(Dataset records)
◆ ◆ ◆ ◆

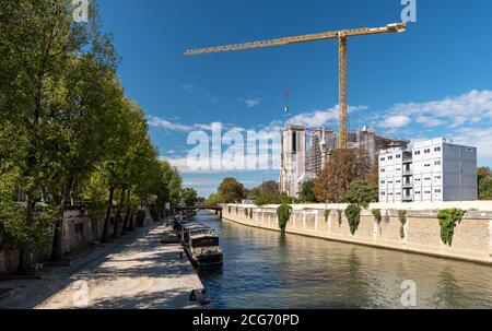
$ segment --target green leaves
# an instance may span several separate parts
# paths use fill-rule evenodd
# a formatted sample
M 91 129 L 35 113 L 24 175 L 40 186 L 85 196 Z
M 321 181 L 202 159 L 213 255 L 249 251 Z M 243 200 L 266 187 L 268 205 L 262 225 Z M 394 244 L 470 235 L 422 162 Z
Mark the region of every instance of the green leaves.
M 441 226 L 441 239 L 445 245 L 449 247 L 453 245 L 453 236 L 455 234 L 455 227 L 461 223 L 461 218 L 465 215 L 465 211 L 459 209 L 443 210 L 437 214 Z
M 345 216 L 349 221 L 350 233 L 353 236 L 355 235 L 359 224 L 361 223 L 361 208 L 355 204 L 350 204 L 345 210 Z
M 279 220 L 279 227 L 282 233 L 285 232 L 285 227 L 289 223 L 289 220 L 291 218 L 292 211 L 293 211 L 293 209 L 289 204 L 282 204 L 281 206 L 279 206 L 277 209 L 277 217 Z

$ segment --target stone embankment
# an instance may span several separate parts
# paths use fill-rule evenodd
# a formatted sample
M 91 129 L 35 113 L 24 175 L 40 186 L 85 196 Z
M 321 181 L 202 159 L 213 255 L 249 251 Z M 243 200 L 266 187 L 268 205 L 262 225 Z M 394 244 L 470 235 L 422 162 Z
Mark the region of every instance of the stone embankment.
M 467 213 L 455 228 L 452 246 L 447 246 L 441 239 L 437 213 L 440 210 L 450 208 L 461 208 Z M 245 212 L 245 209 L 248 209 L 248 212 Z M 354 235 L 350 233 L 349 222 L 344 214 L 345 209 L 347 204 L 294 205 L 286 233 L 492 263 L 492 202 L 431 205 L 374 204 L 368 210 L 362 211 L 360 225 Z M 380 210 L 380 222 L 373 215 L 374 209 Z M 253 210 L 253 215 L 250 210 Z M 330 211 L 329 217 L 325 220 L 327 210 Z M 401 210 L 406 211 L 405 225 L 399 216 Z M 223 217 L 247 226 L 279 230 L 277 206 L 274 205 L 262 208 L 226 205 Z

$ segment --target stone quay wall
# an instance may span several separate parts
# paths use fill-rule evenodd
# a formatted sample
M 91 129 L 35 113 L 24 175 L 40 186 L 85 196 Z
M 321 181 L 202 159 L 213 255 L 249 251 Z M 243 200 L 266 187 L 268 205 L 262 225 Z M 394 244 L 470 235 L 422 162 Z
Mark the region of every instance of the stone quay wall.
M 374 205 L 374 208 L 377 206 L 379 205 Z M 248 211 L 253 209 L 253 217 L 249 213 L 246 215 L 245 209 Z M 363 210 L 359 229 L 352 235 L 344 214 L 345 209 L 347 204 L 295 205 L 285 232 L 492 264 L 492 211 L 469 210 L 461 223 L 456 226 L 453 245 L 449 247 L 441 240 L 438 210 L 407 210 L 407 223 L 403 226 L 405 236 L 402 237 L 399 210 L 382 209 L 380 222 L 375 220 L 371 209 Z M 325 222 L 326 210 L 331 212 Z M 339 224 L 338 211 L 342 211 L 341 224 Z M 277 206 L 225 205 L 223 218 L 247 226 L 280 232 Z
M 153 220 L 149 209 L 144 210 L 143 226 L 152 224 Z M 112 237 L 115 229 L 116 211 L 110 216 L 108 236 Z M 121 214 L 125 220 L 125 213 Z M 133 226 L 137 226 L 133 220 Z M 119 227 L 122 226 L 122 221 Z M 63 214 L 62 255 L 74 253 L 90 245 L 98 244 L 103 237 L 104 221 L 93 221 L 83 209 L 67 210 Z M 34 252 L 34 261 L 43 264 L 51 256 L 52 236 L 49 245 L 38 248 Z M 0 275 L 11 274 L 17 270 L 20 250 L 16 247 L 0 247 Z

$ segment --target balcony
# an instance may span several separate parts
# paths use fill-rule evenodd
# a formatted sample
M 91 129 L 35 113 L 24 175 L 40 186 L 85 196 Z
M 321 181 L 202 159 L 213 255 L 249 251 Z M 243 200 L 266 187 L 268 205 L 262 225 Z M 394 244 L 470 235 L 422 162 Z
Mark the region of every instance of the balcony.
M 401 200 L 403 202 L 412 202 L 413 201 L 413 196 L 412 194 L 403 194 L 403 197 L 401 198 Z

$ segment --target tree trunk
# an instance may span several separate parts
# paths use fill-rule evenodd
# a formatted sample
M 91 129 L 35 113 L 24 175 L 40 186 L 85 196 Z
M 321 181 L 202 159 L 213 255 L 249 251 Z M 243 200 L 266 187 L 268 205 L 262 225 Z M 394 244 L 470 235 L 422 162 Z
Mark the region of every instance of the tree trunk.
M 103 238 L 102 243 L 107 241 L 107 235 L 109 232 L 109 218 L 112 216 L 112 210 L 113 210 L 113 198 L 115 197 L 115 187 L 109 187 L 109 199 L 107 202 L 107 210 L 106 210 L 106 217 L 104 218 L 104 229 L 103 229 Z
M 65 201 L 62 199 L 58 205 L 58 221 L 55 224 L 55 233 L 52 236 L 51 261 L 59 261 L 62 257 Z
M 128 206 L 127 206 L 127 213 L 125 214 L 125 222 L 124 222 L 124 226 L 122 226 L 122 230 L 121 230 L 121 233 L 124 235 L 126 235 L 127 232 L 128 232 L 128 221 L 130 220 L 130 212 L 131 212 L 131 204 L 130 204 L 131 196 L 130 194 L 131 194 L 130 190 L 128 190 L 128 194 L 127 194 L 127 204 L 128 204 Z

◆ ◆ ◆ ◆

= Work instructions =
Render the lines from the one containing "--target tree trunk" through the end of the entries, inclusive, as a Markdown table with the columns Row and Line. Number each row and omit blank lines.

= Final result =
| Row | Line |
|---|---|
| 1 | $ segment --target tree trunk |
| 2 | # an instance may span several separate parts |
| 3 | # paths use fill-rule evenodd |
| 4 | # a formatted sample |
| 5 | M 91 129 L 35 113 L 24 175 L 40 186 L 85 196 Z |
| 6 | M 321 181 L 202 159 L 213 255 L 249 251 Z M 243 200 L 266 187 L 268 205 L 262 225 Z M 394 244 L 470 235 L 422 162 Z |
| 7 | Mark the region of every instance of the tree trunk. |
| 8 | M 103 238 L 102 243 L 107 241 L 107 235 L 109 232 L 109 218 L 112 216 L 112 210 L 113 210 L 113 198 L 115 197 L 115 187 L 109 187 L 109 199 L 107 202 L 107 210 L 106 210 L 106 217 L 104 218 L 104 229 L 103 229 Z |
| 9 | M 65 201 L 62 199 L 58 205 L 58 221 L 55 224 L 55 233 L 52 236 L 51 261 L 59 261 L 62 257 Z |
| 10 | M 128 206 L 127 206 L 127 213 L 125 214 L 125 222 L 124 222 L 124 226 L 122 226 L 122 230 L 121 230 L 121 233 L 124 235 L 126 235 L 127 232 L 128 232 L 128 221 L 130 220 L 130 212 L 131 212 L 131 204 L 130 204 L 131 196 L 130 194 L 131 194 L 130 190 L 128 190 L 128 194 L 127 194 L 127 204 L 128 204 Z |